* TASK: Rescale the stretch from the start of the listing through the line containing "xmin=443 ymin=197 xmax=531 ymax=268" by reproducing every line with the requests included and multiplying each bounding box coordinate in the answers by 0.9, rounded to whole numbers with halves going up. Leave the numbers in the requests and their format samples unchanged.

* EXERCISE MATERIAL:
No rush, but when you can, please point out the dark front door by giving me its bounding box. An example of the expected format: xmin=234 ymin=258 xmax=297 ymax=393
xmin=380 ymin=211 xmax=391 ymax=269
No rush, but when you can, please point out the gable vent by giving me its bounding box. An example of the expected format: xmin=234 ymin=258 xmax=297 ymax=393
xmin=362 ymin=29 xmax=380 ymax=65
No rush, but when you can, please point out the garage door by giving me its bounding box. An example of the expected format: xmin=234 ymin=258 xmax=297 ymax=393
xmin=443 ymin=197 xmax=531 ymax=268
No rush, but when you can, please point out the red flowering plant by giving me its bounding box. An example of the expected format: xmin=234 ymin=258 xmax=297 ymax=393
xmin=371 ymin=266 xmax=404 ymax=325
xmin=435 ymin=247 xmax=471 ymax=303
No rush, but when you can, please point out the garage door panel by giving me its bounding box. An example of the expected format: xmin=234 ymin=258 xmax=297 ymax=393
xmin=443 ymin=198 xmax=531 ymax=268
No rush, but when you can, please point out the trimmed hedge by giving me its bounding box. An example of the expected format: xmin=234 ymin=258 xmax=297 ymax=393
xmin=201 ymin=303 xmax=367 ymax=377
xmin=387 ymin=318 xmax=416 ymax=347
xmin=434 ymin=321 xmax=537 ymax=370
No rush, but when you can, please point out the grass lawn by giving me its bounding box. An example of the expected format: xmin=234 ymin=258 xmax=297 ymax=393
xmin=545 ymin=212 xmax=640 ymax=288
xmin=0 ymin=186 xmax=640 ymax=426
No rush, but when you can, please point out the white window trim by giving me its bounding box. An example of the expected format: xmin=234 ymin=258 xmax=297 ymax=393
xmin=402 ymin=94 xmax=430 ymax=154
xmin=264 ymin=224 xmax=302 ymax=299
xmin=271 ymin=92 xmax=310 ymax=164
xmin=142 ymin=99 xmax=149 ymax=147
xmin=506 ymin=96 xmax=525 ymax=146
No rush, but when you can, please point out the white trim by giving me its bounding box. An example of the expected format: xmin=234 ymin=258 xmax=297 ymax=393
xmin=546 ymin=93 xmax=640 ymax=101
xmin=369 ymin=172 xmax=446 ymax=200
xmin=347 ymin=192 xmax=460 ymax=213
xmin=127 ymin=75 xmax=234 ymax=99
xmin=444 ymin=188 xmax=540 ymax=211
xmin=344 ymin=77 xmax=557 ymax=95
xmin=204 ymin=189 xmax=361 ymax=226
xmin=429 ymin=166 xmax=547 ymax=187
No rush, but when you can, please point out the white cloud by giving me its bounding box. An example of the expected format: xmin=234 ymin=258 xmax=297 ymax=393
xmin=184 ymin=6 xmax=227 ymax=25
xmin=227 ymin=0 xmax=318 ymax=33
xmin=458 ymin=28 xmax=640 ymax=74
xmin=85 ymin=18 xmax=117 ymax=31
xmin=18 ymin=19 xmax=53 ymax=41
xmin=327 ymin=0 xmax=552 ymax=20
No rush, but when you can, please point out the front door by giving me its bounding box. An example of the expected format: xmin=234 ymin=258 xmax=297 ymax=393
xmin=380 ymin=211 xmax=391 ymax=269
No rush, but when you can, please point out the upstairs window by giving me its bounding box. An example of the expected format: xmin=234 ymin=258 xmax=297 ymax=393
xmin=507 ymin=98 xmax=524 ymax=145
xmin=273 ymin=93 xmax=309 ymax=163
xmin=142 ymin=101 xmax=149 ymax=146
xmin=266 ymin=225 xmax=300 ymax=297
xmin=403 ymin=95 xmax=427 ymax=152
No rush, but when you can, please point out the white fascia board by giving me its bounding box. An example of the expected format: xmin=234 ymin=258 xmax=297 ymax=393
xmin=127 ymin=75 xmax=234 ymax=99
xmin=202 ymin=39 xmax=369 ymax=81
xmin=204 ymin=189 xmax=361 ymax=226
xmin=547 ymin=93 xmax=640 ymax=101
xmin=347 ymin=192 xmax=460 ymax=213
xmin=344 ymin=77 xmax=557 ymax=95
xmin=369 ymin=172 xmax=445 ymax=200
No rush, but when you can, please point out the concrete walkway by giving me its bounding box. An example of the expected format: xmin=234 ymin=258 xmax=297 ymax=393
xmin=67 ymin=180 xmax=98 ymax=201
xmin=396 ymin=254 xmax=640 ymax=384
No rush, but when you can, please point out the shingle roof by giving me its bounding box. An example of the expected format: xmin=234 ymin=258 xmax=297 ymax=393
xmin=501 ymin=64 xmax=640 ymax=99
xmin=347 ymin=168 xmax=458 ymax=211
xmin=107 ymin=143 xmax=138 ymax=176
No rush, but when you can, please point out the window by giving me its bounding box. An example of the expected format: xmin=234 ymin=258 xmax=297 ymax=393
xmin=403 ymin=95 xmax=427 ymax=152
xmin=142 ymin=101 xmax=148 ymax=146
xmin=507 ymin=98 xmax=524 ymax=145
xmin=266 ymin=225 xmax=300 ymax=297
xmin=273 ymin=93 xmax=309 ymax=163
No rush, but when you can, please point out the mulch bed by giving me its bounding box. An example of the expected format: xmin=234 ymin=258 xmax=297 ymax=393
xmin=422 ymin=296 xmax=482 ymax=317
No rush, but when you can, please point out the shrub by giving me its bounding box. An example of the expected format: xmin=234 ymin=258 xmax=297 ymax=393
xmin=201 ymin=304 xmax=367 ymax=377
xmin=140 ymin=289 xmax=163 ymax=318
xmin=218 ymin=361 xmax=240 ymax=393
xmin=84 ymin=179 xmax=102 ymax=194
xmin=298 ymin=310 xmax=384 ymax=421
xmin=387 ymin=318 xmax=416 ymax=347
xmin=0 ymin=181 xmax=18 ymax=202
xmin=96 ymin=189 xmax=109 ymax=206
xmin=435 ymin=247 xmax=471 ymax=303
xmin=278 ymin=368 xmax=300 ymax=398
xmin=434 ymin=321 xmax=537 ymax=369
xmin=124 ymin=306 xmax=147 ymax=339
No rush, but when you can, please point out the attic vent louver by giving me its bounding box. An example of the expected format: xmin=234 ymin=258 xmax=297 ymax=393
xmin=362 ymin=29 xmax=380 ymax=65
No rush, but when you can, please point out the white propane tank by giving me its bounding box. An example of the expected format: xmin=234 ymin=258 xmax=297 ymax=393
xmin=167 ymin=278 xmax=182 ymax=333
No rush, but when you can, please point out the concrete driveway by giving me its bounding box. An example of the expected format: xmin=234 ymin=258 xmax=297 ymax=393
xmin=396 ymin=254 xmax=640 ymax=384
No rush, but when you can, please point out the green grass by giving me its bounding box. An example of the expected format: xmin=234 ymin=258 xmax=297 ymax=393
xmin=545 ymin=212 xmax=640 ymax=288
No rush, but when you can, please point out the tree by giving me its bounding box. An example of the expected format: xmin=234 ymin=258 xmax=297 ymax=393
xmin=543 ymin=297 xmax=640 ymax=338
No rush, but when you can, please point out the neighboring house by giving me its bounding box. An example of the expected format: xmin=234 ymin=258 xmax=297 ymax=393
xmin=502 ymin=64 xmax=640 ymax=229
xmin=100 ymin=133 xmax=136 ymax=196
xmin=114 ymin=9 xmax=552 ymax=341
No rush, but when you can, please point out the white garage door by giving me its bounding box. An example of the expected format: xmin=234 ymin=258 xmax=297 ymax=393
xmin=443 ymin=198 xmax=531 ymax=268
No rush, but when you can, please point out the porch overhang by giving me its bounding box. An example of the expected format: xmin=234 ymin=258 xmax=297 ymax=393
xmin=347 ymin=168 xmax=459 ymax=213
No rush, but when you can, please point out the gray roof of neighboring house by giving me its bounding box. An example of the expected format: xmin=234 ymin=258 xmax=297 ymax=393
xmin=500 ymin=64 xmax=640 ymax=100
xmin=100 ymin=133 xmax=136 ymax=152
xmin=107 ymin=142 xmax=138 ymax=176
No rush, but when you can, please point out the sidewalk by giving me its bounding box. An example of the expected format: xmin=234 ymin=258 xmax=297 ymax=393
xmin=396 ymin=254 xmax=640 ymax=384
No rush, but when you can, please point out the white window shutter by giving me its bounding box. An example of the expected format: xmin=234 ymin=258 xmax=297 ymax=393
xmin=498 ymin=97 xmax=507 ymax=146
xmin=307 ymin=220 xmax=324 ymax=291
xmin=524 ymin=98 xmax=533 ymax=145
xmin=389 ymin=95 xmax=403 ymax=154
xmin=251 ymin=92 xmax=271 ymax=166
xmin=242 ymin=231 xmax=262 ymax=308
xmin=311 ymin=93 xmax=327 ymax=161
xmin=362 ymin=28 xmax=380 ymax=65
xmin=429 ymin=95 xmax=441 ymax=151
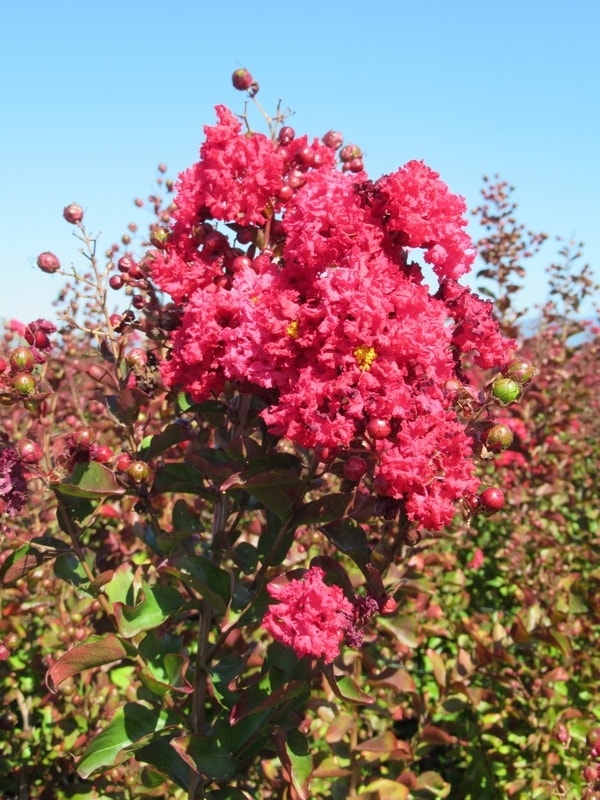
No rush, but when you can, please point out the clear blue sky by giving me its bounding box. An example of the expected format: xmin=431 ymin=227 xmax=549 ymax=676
xmin=0 ymin=0 xmax=600 ymax=321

* THE ANSWER:
No rush, but when you can, please point out the dark front door by giving me its bounding box. An example of the expected format: xmin=234 ymin=258 xmax=297 ymax=393
xmin=342 ymin=190 xmax=352 ymax=242
No rush, but when you can, please point out the gable vent by giving me its bounding box. An example of the expected format: xmin=234 ymin=258 xmax=297 ymax=393
xmin=326 ymin=26 xmax=342 ymax=59
No rush, but when you can, please point out the garage door by giving me its bounding box. An example of the expected format: xmin=234 ymin=258 xmax=297 ymax=393
xmin=399 ymin=177 xmax=478 ymax=241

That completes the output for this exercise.